● GIVEN TASK: Reproduce word for word the stretch of the records below, from the line containing "Target: stone floor" through the line containing "[(122, 303), (239, 301), (122, 317), (238, 321)]", including both of those lines.

[Image location labeling records]
------

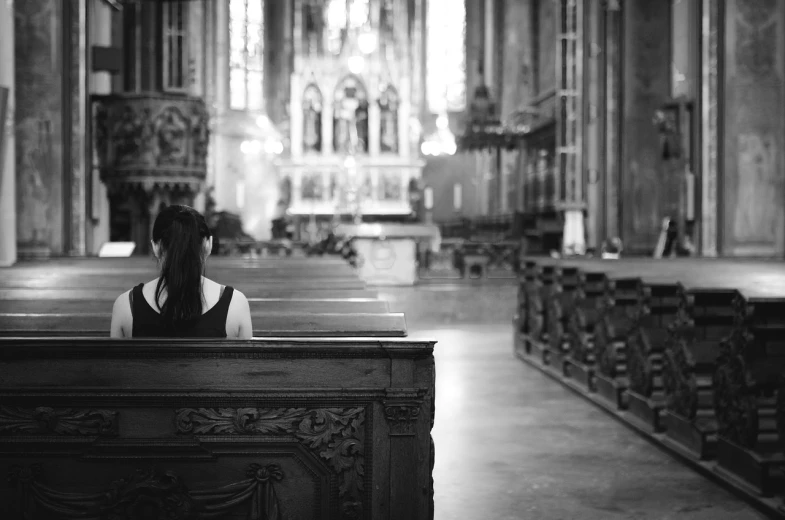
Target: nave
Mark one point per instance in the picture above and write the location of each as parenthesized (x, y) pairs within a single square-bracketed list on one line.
[(513, 444)]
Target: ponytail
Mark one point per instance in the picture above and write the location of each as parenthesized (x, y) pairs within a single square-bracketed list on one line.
[(180, 231)]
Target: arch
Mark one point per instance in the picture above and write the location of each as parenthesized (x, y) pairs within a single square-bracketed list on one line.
[(388, 119), (350, 116), (312, 104)]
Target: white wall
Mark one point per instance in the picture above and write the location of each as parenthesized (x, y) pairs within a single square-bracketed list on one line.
[(7, 155)]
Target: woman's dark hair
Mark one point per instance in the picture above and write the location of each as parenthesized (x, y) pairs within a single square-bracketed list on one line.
[(180, 232)]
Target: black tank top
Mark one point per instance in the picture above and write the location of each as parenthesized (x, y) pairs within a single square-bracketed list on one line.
[(148, 322)]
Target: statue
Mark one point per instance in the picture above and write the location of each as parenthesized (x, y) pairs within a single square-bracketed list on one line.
[(313, 22), (388, 133), (350, 121), (312, 119)]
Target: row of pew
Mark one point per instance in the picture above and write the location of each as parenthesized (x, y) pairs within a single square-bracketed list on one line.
[(690, 353), (325, 414)]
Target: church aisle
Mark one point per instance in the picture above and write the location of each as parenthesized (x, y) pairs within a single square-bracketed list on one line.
[(513, 444)]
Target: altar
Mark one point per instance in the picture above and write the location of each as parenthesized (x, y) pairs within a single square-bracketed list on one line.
[(387, 253)]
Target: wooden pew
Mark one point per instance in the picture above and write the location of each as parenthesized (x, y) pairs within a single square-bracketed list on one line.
[(308, 428), (316, 428), (266, 324), (258, 305), (690, 348), (256, 291), (122, 283)]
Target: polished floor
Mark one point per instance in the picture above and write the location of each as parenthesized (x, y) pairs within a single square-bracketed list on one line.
[(513, 444)]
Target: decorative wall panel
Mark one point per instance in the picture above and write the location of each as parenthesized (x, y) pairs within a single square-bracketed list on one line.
[(709, 121), (39, 143), (646, 184), (753, 181)]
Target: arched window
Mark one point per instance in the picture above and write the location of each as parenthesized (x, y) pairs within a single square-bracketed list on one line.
[(446, 65), (246, 54), (388, 119), (175, 62), (312, 119), (350, 117)]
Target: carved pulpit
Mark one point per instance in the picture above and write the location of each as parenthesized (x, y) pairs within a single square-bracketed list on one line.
[(151, 150)]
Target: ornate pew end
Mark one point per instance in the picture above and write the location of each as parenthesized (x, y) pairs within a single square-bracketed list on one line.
[(758, 473), (696, 439), (612, 390)]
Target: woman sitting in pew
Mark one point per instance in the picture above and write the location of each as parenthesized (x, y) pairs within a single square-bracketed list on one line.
[(181, 302)]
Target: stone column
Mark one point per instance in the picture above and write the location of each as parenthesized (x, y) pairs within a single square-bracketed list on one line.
[(7, 155), (99, 83), (709, 130), (374, 118), (196, 48), (327, 121), (38, 62)]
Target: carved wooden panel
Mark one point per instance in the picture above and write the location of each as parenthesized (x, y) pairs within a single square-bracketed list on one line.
[(646, 184), (754, 179), (348, 441)]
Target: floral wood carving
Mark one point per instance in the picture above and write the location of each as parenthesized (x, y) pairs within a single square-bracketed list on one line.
[(735, 405), (781, 413), (402, 417), (65, 421), (638, 364), (735, 401), (150, 494), (679, 381), (334, 434)]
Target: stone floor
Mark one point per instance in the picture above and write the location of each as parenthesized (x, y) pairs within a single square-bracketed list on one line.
[(512, 443)]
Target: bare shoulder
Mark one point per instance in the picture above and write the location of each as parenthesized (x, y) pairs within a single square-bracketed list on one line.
[(122, 303), (239, 301), (122, 317), (238, 321)]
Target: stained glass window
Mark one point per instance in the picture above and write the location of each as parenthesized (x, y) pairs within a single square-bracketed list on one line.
[(246, 54), (175, 46), (446, 64)]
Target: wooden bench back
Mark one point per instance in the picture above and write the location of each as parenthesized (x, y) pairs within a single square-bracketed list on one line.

------

● FINAL ANSWER:
Target: stone floor
Mark one point per instance in the picture above and write the location of each as parenthesized (x, y) pairs within a single square-bracketed list on one line.
[(512, 443)]
Target: bare shoulder
Mark one point per instance in the picture above and write the location of each as parenthesized (x, y) pairs within a single square-bracketed list on one line.
[(122, 303), (239, 301), (122, 317), (238, 321)]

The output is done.